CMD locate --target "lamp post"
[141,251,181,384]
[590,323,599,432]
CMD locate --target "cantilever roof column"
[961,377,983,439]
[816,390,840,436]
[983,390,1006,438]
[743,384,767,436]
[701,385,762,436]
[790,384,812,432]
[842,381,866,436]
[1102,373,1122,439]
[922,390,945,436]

****************

*DIRECTIONS FOR THIS TASK*: Count how many lines of the items contain the word "locate" and give only that number.

*REPLY*: 2